▶ **WRITTEN REQUEST**
Pull out the lines from the one containing "Exercise. Mark the child" through the final line of the listing below and repeat them exactly. Leave the pictures behind.

▶ **DATA SECTION**

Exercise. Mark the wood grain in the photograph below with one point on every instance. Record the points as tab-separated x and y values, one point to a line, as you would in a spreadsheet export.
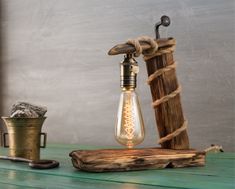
169	115
106	160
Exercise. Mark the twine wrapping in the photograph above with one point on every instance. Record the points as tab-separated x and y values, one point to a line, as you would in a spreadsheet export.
153	52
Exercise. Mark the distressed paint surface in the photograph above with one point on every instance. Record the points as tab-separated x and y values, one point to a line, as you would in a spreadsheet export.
54	53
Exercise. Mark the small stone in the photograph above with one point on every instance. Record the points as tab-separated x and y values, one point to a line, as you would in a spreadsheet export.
27	110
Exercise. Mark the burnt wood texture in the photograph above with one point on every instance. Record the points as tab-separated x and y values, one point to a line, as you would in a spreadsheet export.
107	160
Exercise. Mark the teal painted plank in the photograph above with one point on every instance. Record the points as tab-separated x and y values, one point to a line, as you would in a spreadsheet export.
218	173
21	179
13	186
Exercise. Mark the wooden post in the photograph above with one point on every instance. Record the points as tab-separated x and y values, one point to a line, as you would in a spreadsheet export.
169	114
165	92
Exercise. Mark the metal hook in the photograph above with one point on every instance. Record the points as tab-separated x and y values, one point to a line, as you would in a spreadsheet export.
165	21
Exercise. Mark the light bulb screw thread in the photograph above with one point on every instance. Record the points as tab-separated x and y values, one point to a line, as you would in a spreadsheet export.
128	72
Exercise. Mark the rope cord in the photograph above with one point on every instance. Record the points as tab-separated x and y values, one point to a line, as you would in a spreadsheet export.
148	54
160	72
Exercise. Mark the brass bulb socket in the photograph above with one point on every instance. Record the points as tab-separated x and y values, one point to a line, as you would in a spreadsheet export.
128	72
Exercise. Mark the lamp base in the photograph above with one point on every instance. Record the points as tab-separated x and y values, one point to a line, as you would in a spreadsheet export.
113	160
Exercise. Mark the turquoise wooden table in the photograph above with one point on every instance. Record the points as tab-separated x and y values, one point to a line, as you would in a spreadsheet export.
219	172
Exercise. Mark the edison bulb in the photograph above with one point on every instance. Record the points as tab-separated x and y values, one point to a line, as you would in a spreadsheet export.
129	129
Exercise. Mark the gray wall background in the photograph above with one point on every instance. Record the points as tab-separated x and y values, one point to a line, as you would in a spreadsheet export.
54	53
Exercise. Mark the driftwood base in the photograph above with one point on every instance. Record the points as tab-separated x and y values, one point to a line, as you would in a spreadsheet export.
106	160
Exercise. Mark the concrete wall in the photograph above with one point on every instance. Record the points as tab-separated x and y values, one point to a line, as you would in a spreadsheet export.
54	53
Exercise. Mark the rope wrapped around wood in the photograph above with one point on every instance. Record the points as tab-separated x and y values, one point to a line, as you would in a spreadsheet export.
153	52
160	72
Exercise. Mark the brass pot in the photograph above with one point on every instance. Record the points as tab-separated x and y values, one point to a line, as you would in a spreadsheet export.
24	137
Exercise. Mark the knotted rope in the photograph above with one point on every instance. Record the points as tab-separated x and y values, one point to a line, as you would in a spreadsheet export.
148	54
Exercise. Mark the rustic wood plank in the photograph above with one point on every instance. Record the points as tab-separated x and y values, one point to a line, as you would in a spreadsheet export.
106	160
218	173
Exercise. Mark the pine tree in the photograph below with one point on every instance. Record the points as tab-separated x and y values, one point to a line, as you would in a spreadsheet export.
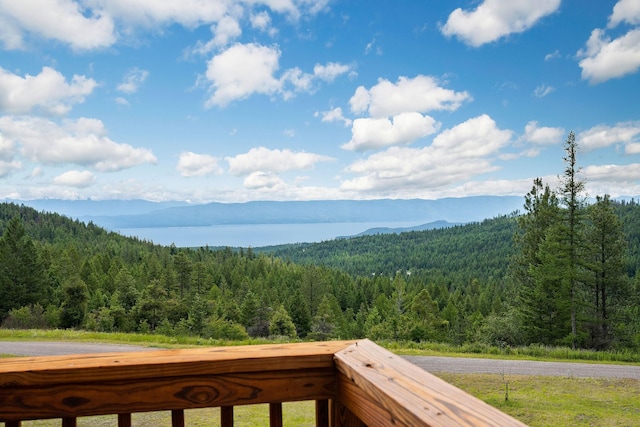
571	192
23	277
536	298
609	286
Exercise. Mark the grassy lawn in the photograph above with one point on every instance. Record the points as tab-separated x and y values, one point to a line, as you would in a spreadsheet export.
557	401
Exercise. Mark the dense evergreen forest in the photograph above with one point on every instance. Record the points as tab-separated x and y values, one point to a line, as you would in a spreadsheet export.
458	285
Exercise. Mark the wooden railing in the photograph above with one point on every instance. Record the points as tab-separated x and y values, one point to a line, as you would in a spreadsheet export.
354	383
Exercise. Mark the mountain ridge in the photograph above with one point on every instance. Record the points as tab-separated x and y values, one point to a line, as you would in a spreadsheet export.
141	214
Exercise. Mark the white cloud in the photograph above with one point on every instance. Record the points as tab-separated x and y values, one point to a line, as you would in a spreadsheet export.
542	135
494	19
192	164
47	90
242	70
603	136
334	115
82	142
373	133
330	71
62	20
79	179
456	155
421	94
605	59
257	180
7	148
152	13
543	90
613	173
625	11
122	101
262	159
262	22
133	80
553	55
246	69
632	148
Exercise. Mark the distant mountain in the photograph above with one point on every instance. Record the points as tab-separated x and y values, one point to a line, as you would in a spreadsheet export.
307	212
395	230
122	214
79	209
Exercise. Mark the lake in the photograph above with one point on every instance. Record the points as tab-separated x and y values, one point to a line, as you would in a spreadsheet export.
254	235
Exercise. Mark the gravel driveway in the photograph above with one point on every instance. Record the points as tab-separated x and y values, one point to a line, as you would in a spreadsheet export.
428	363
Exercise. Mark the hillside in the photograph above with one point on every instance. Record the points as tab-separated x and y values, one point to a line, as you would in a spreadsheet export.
456	254
449	284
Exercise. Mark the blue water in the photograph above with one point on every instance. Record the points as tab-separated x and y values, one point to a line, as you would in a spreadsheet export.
254	235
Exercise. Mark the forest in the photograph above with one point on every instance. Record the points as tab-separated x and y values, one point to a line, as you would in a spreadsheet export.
563	272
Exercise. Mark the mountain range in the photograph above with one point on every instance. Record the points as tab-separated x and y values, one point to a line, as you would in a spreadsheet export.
120	214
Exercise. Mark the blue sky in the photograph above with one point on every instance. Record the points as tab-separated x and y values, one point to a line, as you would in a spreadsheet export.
231	101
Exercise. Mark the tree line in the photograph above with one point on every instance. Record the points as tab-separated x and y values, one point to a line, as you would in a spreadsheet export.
567	277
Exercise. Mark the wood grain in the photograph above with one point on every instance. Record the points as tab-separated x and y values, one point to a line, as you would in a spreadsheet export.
408	395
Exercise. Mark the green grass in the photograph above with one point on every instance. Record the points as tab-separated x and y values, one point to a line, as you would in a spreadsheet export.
537	401
557	401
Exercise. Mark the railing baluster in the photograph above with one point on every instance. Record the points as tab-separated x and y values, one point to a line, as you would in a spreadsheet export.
177	418
226	416
275	414
322	413
124	420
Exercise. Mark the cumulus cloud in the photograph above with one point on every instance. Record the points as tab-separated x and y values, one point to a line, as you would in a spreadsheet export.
262	159
258	180
133	80
625	11
494	19
192	164
613	173
419	94
48	91
262	22
330	71
242	70
79	179
603	136
456	155
82	142
543	90
61	20
246	69
7	168
93	24
604	59
542	135
151	13
373	133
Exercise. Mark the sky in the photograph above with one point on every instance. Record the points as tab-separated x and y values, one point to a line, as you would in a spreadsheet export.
233	101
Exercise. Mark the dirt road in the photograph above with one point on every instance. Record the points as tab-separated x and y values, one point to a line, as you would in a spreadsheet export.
431	364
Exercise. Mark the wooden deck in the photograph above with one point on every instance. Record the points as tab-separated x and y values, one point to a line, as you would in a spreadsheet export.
354	383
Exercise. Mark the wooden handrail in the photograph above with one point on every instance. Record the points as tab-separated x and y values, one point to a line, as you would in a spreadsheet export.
353	383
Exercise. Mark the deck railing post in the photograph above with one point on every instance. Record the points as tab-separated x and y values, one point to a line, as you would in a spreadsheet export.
275	414
322	413
226	416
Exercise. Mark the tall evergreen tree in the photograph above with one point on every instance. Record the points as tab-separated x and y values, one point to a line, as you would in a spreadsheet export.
609	286
23	277
536	299
572	199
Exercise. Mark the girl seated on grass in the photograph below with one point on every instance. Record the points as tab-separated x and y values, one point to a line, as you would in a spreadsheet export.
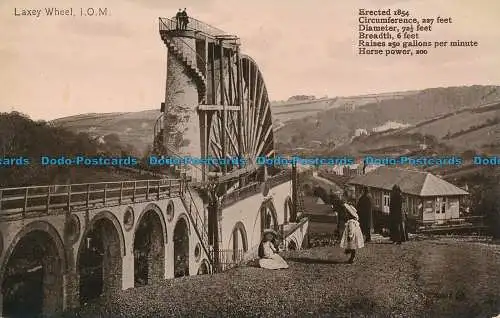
352	238
268	254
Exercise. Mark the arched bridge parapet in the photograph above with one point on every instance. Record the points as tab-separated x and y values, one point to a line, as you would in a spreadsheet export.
159	213
11	240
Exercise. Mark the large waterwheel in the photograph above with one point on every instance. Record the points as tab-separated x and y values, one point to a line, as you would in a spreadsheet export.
252	122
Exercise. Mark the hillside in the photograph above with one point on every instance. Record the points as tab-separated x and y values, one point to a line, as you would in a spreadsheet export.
134	128
445	113
20	136
284	112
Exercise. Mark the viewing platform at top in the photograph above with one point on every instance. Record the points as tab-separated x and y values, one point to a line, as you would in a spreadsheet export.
200	29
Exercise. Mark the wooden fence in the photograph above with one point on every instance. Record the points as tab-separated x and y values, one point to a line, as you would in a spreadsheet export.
36	200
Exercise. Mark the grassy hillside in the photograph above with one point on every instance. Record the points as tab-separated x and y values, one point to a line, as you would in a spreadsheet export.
425	278
294	110
339	124
134	128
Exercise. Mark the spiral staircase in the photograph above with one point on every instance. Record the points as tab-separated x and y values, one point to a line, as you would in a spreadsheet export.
191	67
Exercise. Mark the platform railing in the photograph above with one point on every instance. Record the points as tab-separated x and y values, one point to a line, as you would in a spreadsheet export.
52	199
256	187
167	24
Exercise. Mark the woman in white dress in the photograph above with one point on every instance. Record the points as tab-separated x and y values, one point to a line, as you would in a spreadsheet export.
352	239
268	254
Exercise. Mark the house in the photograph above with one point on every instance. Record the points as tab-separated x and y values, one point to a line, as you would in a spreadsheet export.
427	199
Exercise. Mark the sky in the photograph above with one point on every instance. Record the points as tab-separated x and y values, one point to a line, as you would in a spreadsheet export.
52	67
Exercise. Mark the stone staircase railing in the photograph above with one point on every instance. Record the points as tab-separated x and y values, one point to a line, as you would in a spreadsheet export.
199	78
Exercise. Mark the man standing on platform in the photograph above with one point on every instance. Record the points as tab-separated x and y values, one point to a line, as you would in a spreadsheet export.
365	208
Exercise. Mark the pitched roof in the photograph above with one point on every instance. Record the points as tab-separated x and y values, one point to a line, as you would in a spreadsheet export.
414	182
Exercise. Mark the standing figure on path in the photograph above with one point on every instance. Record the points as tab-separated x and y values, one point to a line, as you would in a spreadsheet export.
364	208
268	253
396	218
184	19
352	239
178	20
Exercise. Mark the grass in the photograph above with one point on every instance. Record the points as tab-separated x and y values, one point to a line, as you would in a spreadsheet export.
432	278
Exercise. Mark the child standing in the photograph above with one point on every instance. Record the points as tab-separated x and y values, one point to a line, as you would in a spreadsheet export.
352	239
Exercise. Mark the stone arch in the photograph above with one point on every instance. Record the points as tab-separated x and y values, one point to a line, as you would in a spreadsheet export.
117	225
181	246
238	236
149	240
292	244
288	210
259	225
185	218
99	260
155	208
39	289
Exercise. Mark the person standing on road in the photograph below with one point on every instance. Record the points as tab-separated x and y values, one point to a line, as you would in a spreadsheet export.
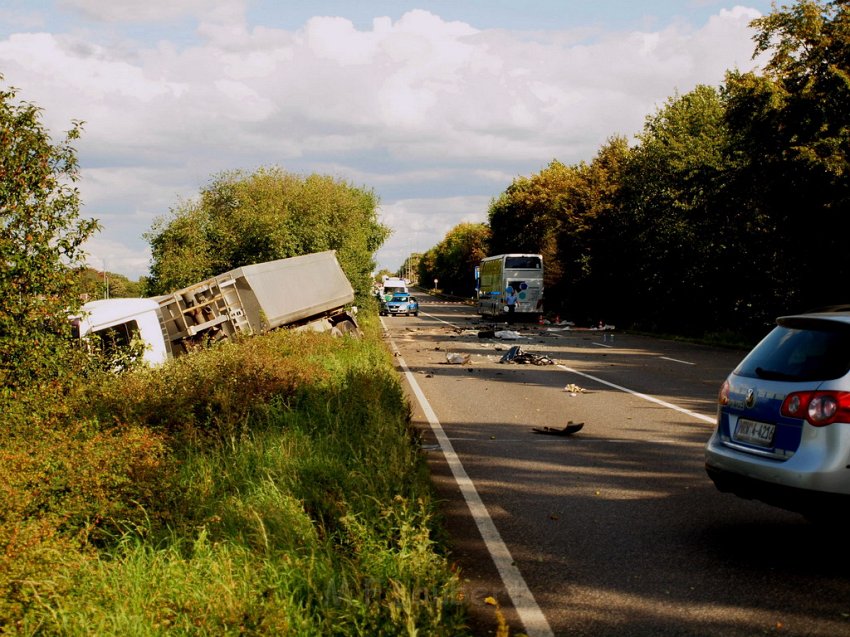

▶ **OUTPUT BELOW**
Exercise. Mark the child standing in the photograph above with one point on every instance. Record the points as tab-separated x and y values, one point to a line, as you would in a spreadsheet export.
352	239
Exercise. Mark the stone arch in the photograph above with one point on every instance. Record the points as tab-separated x and y values, one point to a line, as you would in a spreadsheet export.
117	225
181	246
238	236
149	240
292	244
288	210
259	225
185	218
99	260
155	208
39	289
Exercise. Mark the person standing on road in the photograph below with one point on every instance. Record the points as tab-separated x and y values, one point to a line, as you would in a spreadsheet export.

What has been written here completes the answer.